* [Assigned task]:
Each line from the start of the records through the line containing "Query: shoreline" is to be transcribed exactly, and no other line is to be included.

[Data entries]
────────────────────────────────────────

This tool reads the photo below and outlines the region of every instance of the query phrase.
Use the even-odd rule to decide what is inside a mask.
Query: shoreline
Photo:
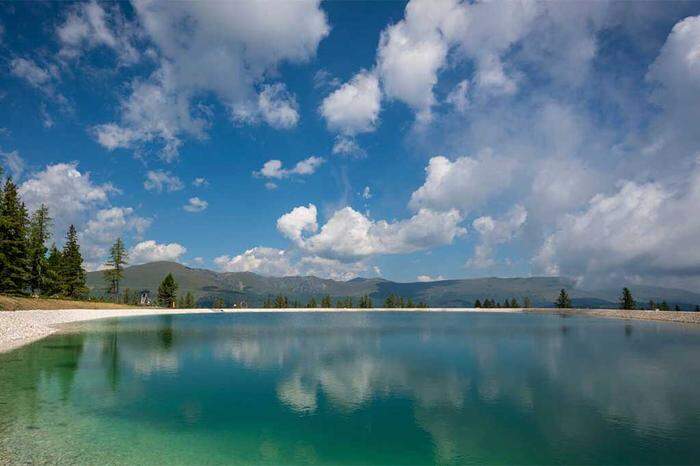
[[[555,309],[555,308],[286,308],[286,309],[165,309],[165,308],[114,308],[114,309],[63,309],[0,312],[0,353],[41,340],[58,332],[63,324],[114,317],[136,317],[177,314],[220,313],[293,313],[293,312],[473,312],[473,313],[522,313],[559,314],[565,316],[605,317],[623,320],[648,320],[681,324],[700,324],[700,312],[642,311],[620,309]]]

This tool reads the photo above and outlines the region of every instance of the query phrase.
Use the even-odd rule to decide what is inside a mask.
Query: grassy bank
[[[28,311],[34,309],[122,309],[131,308],[125,304],[95,301],[73,301],[52,298],[21,298],[0,295],[0,311]]]

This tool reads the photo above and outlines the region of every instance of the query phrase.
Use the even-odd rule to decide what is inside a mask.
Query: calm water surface
[[[0,354],[0,464],[697,464],[700,330],[521,314],[81,324]]]

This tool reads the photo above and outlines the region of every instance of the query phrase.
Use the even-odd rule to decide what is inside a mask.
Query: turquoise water
[[[697,327],[205,314],[0,354],[0,464],[698,462]]]

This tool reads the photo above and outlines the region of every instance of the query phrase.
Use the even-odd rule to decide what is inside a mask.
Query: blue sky
[[[700,284],[697,3],[0,10],[0,161],[89,268]]]

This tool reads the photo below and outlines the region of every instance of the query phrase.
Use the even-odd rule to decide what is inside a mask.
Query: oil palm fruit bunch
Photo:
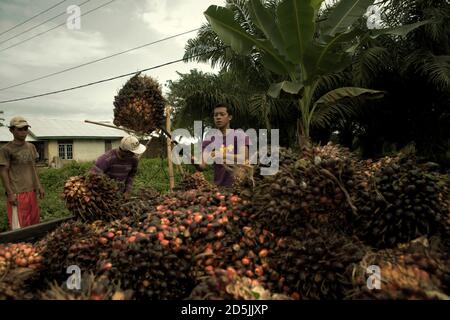
[[[150,197],[148,197],[147,199],[138,198],[121,204],[119,209],[121,216],[133,220],[133,222],[130,222],[131,224],[134,224],[135,221],[138,222],[151,210],[151,203],[158,198],[150,200]]]
[[[244,198],[251,198],[253,195],[253,188],[256,185],[254,179],[254,167],[251,165],[233,165],[233,193],[239,194]]]
[[[194,272],[197,278],[211,275],[215,269],[233,268],[237,275],[261,283],[277,282],[268,263],[275,236],[257,226],[228,226],[216,232],[216,239],[194,243]]]
[[[356,239],[334,230],[309,228],[301,236],[280,238],[269,263],[281,277],[271,290],[302,299],[343,299],[364,251]]]
[[[72,221],[62,224],[40,240],[36,247],[42,255],[39,282],[63,281],[67,268],[77,265],[82,271],[95,268],[101,248],[95,225]]]
[[[42,256],[36,247],[29,243],[0,244],[0,277],[9,269],[41,267]]]
[[[148,76],[135,75],[114,97],[114,124],[148,134],[161,127],[165,100],[161,86]]]
[[[39,300],[131,300],[132,290],[122,290],[105,276],[95,276],[92,272],[81,277],[81,289],[69,290],[66,283],[54,282],[38,294]]]
[[[368,286],[368,281],[372,281],[370,277],[374,277],[369,266],[379,268],[379,287]],[[370,251],[355,267],[353,274],[354,289],[348,295],[351,299],[450,298],[448,253],[432,249],[426,238],[395,249]]]
[[[157,233],[148,233],[128,237],[122,249],[99,261],[98,272],[133,290],[136,299],[171,300],[181,299],[192,290],[190,267],[183,252],[175,254],[161,244]]]
[[[278,153],[277,158],[270,158],[272,151]],[[287,169],[299,159],[299,154],[292,149],[274,147],[272,150],[270,146],[261,149],[258,156],[259,159],[257,163],[251,168],[244,166],[244,168],[242,168],[243,170],[238,170],[240,172],[238,172],[237,176],[241,176],[244,173],[245,178],[238,178],[239,181],[235,183],[235,188],[239,191],[239,195],[247,200],[253,197],[255,187],[260,183],[263,183],[265,178],[271,176],[270,174],[267,174],[270,172],[266,172],[266,175],[262,174],[264,168],[268,169],[272,165],[273,168]]]
[[[438,180],[436,172],[419,166],[412,157],[391,162],[358,190],[358,215],[349,224],[361,239],[378,248],[437,234],[445,229],[447,213]]]
[[[303,172],[296,170],[293,159],[280,161],[277,174],[264,176],[256,183],[251,199],[252,219],[277,235],[289,234],[303,221],[301,203],[306,188]]]
[[[198,190],[211,190],[212,185],[209,183],[208,180],[206,180],[205,176],[201,172],[195,172],[193,174],[186,175],[183,180],[180,182],[180,185],[178,186],[179,190],[192,190],[192,189],[198,189]]]
[[[272,294],[257,280],[241,277],[232,268],[215,269],[212,275],[192,290],[190,300],[291,300],[282,294]]]
[[[297,158],[282,152],[278,173],[256,183],[253,217],[280,236],[305,224],[344,224],[344,209],[356,211],[351,195],[359,164],[349,152],[327,148],[308,148]]]
[[[97,274],[120,281],[137,299],[179,299],[193,286],[187,240],[178,228],[178,212],[152,210],[141,220],[115,220],[100,232],[104,249]]]
[[[152,187],[145,187],[139,189],[139,199],[144,201],[152,201],[157,199],[161,195],[161,192]]]
[[[0,300],[34,299],[28,282],[35,273],[36,271],[30,268],[15,268],[0,276]]]
[[[123,201],[119,184],[103,174],[69,178],[63,197],[69,211],[82,221],[114,219]]]

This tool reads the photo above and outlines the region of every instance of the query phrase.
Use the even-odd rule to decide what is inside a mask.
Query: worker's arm
[[[2,178],[3,186],[5,187],[6,196],[8,197],[8,202],[16,205],[17,197],[11,189],[11,183],[9,181],[9,166],[8,165],[0,165],[0,176]]]
[[[9,152],[7,149],[0,149],[0,176],[5,187],[6,196],[8,197],[8,202],[16,205],[17,196],[14,194],[11,188],[11,181],[9,180]]]
[[[225,164],[248,164],[249,163],[249,147],[238,151],[237,154],[226,154],[226,159],[224,159]]]
[[[89,173],[91,174],[106,173],[110,167],[110,161],[111,159],[108,159],[106,154],[100,156],[97,159],[97,161],[95,161],[95,164],[92,166],[91,170],[89,170]]]

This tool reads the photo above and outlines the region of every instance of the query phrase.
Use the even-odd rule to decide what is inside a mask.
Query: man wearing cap
[[[145,150],[146,147],[140,144],[136,137],[126,136],[118,149],[112,149],[100,156],[90,172],[103,173],[123,183],[125,198],[129,198],[139,163],[138,156]]]
[[[9,131],[14,140],[0,149],[0,175],[12,230],[39,223],[36,192],[41,199],[45,195],[35,167],[39,154],[33,144],[25,141],[28,128],[30,125],[24,118],[12,118]]]

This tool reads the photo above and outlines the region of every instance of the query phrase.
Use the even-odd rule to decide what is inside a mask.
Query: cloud
[[[20,0],[17,3],[8,0],[5,5],[4,1],[6,0],[0,0],[0,20],[8,18],[11,25],[54,4],[54,1],[50,0],[41,0],[42,2]],[[0,87],[24,82],[159,40],[165,36],[200,27],[206,21],[203,16],[206,8],[210,4],[221,5],[223,3],[223,0],[126,0],[113,2],[84,19],[82,18],[81,30],[71,31],[61,27],[20,46],[1,52]],[[92,7],[96,6],[92,5]],[[18,8],[22,8],[22,12],[18,12]],[[55,10],[58,12],[61,8],[58,7]],[[52,12],[50,16],[55,12]],[[10,13],[14,13],[13,18],[8,16]],[[48,16],[41,18],[40,21],[43,21]],[[34,30],[34,33],[27,34],[26,37],[47,30],[62,21],[53,24],[47,23],[39,30]],[[0,30],[4,29],[0,28]],[[20,30],[23,29],[18,28],[17,32]],[[191,33],[48,79],[0,91],[0,100],[61,90],[177,60],[184,54],[186,41],[194,36],[195,33]],[[0,38],[0,41],[1,39],[4,38]],[[163,90],[166,91],[164,86],[166,81],[176,80],[178,78],[177,71],[186,73],[194,68],[205,72],[211,71],[207,64],[177,63],[145,73],[156,78]],[[5,117],[21,114],[27,117],[111,120],[114,96],[127,79],[128,77],[125,77],[62,94],[0,104],[0,110],[5,111]]]
[[[147,0],[145,12],[138,13],[148,28],[164,35],[176,34],[198,28],[206,22],[203,12],[209,5],[222,5],[223,0],[179,1]]]
[[[44,30],[48,30],[50,27],[51,25],[48,24]],[[36,31],[36,33],[38,32],[41,31]],[[27,38],[32,35],[30,33]],[[42,36],[42,39],[33,40],[0,54],[4,55],[4,60],[11,61],[12,64],[31,67],[73,65],[106,54],[103,36],[96,31],[68,30],[61,27],[52,31],[51,34]],[[8,44],[17,42],[16,40],[8,42]]]

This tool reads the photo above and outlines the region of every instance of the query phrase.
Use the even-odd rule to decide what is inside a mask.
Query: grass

────────────────────────────────────────

* [Your solution]:
This tool reads the photo below and outlines the region of every instance of the query phrase.
Use the even-odd rule to decide what is inside a mask.
Query: shoreline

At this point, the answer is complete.